BEGIN Given information

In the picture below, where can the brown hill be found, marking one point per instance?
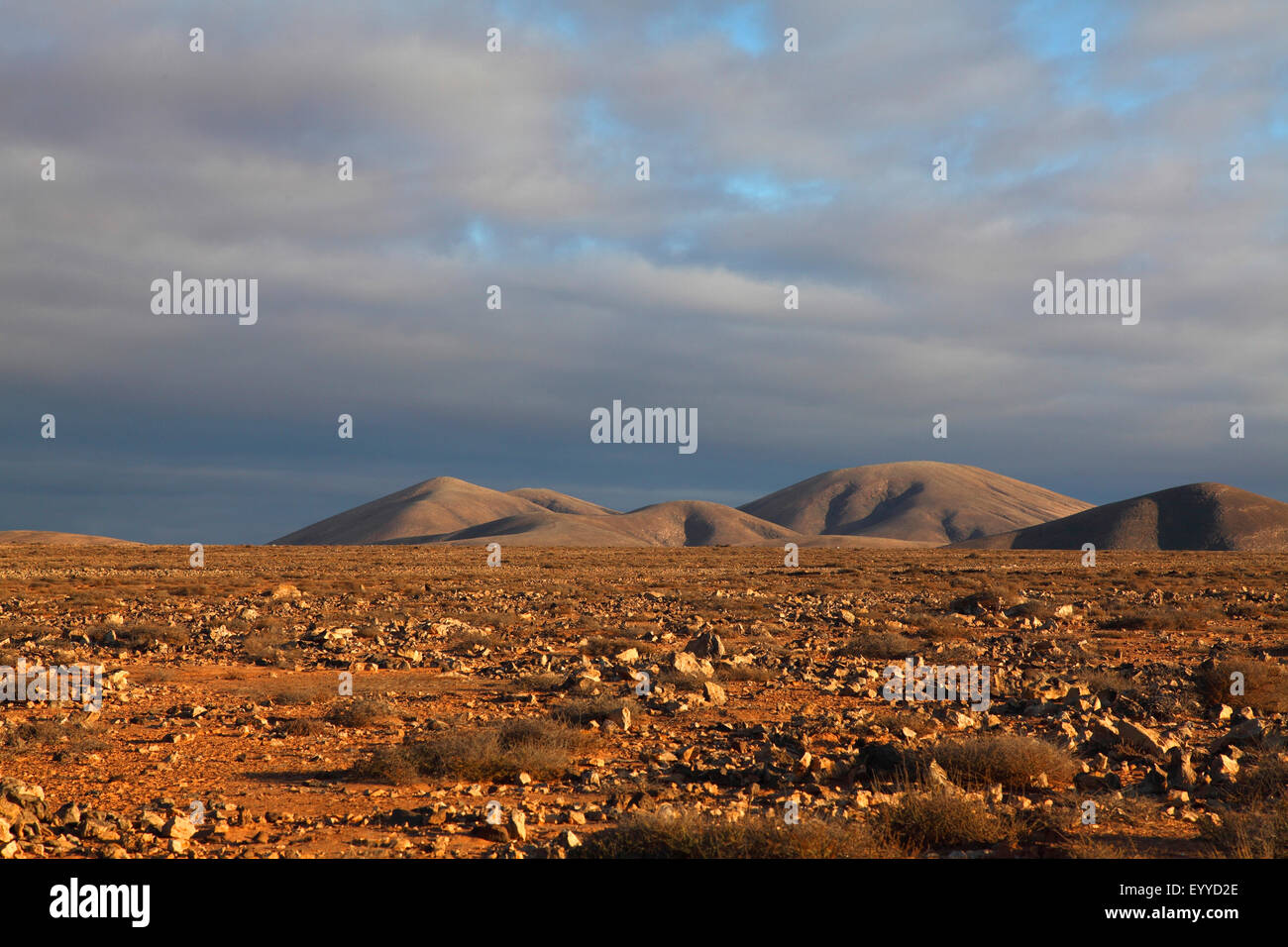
(1198, 515)
(433, 508)
(559, 502)
(919, 501)
(677, 523)
(60, 539)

END Given information

# [Set problem]
Rewrite the material with "brown hill" replaced by "rocky mound" and all else unchanged. Leave the pictures out of your answer.

# [Solution to the exercise]
In the picture below, where can the rocky mound be found, marking one point per instance?
(1198, 515)
(433, 508)
(559, 502)
(919, 501)
(677, 523)
(60, 539)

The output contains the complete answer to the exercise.